Source extract:
*****
Additionally, such information also may include requests related to the
type of work-out regimen in which to engage, etc. Such information also
may be displayed on monitor 160 of FIG. 3 via video interface 320 as will
be discussed below. Preferably, a rotary switch is incorporated to allow a
user to select from a series of menu choices which are related to the
previously mentioned information and which are displayed on monitor 160.
Microprocessor/microcontroller 470 controls both user interface 460 and
motor control interface 560. Microprocessor/microcontroller 470 is
connected to read only memory (ROM) 480 and to random access memory (490).
Programming logic for microprocessor/microcontroller 470 is stored in ROM
480 and in RAM 490. Also, microprocessor/microcontroller 470 is connected
via serial port 520 to infrared transmitter 500 and to infrared receiver
510. Infrared transmitter 500 and infrared receiver 510 are similar to
those transmitters and receivers used in television sets for providing
remote control of such television sets and will be apparent to those
skilled in the art.
Infrared transmitter 500 transmits exercise device state information to
infrared receiver 390. Infrared receiver 510 receives motor control
instructions from infrared transmitter 380 which, in turn, are
communicated via microprocessor/microcontroller 470 to motor control
interface 560 for operation thereof.
*****
(Records from a point labeling data set)
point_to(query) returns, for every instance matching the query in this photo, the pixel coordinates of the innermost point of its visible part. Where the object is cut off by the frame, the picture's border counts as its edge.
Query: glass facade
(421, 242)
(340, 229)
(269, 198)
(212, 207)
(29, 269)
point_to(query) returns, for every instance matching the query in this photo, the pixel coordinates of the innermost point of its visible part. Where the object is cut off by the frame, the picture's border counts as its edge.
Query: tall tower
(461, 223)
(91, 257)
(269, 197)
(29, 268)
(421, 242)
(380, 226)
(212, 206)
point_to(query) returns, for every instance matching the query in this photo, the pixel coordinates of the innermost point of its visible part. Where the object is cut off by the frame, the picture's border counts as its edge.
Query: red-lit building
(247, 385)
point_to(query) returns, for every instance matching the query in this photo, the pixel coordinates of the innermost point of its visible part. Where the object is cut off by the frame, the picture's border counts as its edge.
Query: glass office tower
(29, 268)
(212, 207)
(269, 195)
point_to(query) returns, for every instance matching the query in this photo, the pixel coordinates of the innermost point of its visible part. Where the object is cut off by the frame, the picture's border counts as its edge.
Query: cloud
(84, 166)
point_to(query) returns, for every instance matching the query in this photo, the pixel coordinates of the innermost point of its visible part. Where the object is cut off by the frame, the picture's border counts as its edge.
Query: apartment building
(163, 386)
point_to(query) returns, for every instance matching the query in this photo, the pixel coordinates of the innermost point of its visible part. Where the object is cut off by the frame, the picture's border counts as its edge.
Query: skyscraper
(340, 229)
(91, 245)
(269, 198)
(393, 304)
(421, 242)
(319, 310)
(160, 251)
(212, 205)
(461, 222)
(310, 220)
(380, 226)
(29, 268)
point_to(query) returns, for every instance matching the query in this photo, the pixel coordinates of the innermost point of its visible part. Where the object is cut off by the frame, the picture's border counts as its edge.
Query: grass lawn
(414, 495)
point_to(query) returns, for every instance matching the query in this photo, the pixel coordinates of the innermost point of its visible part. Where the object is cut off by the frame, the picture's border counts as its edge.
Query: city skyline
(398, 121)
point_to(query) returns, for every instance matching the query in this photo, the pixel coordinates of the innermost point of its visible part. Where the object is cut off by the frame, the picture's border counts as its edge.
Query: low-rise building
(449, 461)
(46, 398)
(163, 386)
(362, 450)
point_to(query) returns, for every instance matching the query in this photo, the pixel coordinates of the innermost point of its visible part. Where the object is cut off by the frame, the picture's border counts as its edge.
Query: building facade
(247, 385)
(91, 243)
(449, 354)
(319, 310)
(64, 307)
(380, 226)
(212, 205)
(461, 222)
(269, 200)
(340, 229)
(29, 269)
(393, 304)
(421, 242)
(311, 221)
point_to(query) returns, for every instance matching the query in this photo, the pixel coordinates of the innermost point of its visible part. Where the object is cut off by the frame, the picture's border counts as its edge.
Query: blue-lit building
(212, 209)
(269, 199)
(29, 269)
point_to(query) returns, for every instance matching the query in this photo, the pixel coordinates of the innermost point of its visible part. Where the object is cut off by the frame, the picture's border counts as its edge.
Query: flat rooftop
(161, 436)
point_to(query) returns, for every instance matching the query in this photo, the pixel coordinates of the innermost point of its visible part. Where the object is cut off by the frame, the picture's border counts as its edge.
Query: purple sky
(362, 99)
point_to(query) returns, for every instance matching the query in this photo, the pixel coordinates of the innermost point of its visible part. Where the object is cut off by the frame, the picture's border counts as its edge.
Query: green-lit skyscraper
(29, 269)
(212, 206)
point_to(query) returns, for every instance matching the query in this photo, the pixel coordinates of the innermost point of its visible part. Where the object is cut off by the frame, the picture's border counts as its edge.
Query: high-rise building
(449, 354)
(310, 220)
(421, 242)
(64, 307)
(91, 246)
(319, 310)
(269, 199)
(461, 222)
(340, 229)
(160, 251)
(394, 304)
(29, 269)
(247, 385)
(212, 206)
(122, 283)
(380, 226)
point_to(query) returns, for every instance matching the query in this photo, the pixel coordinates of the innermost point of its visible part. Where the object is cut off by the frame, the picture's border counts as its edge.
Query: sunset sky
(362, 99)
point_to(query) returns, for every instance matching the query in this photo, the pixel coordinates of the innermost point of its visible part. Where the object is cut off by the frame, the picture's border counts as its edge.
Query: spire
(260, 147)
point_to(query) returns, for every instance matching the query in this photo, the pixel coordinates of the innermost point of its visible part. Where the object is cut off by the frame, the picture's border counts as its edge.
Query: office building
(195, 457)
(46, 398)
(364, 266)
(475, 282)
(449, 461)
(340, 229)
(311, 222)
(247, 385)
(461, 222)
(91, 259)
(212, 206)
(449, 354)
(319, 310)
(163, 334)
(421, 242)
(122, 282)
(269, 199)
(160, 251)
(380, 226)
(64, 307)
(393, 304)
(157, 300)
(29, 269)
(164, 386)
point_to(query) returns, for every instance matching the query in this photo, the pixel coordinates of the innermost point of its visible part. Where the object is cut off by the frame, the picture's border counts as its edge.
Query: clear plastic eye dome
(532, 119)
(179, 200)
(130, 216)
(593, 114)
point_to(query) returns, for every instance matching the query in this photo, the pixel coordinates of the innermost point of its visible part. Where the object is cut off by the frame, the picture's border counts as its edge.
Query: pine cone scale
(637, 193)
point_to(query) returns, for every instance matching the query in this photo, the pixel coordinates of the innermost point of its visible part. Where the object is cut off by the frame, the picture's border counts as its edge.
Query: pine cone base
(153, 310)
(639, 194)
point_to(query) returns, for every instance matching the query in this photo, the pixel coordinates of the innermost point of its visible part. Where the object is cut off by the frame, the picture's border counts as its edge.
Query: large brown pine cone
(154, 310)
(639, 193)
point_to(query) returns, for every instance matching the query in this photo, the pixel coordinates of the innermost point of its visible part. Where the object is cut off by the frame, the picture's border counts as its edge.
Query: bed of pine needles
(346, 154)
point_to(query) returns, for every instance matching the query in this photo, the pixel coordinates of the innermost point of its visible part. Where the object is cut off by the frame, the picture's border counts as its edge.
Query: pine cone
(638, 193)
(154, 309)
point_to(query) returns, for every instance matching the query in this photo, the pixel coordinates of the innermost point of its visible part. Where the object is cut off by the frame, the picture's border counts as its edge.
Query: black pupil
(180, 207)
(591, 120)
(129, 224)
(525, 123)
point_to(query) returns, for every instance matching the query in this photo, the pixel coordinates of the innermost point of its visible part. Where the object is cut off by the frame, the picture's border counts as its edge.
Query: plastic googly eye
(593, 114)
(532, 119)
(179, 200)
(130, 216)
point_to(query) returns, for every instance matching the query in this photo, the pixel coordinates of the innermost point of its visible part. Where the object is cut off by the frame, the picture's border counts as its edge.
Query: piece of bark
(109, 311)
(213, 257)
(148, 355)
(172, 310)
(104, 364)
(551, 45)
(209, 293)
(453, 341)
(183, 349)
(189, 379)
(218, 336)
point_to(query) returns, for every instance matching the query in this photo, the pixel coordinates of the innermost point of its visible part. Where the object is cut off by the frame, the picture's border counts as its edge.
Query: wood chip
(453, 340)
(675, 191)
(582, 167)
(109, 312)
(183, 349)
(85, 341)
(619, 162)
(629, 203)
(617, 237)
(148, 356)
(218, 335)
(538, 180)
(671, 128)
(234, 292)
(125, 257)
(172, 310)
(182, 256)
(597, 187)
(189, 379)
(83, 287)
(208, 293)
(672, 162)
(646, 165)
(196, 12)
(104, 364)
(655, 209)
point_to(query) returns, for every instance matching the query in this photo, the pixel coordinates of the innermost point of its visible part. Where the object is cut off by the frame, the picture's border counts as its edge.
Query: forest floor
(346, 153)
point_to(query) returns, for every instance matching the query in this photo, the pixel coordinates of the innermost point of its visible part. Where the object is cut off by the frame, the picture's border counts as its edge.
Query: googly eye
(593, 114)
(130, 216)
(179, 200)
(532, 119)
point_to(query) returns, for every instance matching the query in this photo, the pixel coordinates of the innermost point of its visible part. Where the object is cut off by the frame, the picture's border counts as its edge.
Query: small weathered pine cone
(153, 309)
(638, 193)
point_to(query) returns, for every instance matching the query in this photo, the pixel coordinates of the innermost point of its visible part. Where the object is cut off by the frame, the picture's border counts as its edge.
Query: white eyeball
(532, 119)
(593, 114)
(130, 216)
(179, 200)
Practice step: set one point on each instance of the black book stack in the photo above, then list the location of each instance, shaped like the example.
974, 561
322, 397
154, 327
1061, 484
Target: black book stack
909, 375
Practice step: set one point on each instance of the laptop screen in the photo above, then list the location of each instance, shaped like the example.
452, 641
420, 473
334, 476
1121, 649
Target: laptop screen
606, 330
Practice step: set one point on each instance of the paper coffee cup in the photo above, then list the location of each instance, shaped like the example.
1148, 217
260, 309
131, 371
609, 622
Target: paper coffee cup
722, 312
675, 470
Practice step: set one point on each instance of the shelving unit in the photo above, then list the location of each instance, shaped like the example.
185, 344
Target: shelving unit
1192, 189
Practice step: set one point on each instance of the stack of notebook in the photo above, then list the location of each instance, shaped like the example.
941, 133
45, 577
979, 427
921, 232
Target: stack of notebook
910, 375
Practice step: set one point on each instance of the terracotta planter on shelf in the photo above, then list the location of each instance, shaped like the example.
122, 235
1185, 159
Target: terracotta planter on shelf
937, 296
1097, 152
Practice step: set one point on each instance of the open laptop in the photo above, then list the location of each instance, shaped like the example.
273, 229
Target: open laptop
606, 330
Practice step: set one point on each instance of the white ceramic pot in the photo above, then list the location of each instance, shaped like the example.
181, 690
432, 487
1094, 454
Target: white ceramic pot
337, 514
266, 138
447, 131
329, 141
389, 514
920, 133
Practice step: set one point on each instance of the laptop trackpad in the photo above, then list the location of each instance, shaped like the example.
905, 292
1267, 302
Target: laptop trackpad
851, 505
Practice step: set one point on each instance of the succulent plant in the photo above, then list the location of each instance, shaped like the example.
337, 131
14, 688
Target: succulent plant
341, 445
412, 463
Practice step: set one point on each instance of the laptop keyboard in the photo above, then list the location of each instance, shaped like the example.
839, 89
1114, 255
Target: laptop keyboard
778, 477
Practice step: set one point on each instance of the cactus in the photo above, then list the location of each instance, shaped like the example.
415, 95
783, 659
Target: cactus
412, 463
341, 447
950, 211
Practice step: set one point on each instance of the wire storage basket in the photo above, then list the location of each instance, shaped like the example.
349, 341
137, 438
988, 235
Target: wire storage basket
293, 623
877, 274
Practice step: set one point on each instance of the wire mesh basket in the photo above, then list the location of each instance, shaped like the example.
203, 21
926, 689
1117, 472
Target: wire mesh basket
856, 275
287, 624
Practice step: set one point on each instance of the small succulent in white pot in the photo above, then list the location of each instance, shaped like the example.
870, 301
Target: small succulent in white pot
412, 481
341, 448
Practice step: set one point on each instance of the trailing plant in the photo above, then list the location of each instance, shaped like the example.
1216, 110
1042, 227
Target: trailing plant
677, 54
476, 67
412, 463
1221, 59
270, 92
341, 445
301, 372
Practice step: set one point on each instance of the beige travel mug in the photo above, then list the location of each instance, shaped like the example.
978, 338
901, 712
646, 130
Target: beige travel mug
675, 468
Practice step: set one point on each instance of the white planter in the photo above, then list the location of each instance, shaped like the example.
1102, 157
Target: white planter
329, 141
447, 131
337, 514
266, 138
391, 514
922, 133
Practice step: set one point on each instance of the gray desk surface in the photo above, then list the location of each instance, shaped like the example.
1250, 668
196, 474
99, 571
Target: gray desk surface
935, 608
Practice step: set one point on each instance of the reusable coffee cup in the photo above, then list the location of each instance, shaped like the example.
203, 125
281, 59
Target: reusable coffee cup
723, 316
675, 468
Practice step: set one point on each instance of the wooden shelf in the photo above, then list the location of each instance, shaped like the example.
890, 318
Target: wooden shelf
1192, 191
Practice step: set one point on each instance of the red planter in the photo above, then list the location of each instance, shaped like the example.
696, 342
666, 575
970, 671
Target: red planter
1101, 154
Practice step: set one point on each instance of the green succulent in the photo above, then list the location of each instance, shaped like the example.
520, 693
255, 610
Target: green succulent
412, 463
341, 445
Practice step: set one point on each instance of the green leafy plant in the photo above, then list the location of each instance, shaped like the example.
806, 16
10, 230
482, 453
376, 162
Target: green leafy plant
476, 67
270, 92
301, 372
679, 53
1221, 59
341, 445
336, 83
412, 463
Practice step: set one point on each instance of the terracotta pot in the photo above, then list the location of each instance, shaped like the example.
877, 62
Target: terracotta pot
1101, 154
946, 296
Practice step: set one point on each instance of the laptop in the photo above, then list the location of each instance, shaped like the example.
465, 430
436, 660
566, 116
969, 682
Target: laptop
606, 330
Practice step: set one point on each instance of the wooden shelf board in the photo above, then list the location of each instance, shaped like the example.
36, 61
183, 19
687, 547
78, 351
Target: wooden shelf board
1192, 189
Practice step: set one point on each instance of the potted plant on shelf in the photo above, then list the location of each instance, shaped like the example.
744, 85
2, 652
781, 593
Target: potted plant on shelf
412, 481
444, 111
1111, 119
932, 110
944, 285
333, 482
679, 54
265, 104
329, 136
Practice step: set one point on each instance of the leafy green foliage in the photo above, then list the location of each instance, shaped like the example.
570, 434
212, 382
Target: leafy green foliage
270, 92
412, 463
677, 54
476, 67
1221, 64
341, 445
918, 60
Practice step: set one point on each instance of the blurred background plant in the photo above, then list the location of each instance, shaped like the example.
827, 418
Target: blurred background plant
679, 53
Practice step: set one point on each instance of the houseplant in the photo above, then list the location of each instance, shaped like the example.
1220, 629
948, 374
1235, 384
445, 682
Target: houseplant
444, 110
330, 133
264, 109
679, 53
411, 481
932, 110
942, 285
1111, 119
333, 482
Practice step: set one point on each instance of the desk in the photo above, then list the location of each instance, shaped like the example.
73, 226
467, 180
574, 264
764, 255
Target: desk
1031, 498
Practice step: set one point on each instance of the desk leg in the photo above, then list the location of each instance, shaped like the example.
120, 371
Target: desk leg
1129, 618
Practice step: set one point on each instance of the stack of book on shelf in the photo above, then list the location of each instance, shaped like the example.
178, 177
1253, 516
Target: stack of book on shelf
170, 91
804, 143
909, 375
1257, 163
*****
Task requirements: Copy out the entire exercise device passage word for word. Rely only on the exercise device passage.

Right answer:
Additionally, such information also may include requests related to the
type of work-out regimen in which to engage, etc. Such information also
may be displayed on monitor 160 of FIG. 3 via video interface 320 as will
be discussed below. Preferably, a rotary switch is incorporated to allow a
user to select from a series of menu choices which are related to the
previously mentioned information and which are displayed on monitor 160.
Microprocessor/microcontroller 470 controls both user interface 460 and
motor control interface 560. Microprocessor/microcontroller 470 is
connected to read only memory (ROM) 480 and to random access memory (490).
Programming logic for microprocessor/microcontroller 470 is stored in ROM
480 and in RAM 490. Also, microprocessor/microcontroller 470 is connected
via serial port 520 to infrared transmitter 500 and to infrared receiver
510. Infrared transmitter 500 and infrared receiver 510 are similar to
those transmitters and receivers used in television sets for providing
remote control of such television sets and will be apparent to those
skilled in the art.
Infrared transmitter 500 transmits exercise device state information to
infrared receiver 390. Infrared receiver 510 receives motor control
instructions from infrared transmitter 380 which, in turn, are
communicated via microprocessor/microcontroller 470 to motor control
interface 560 for operation thereof.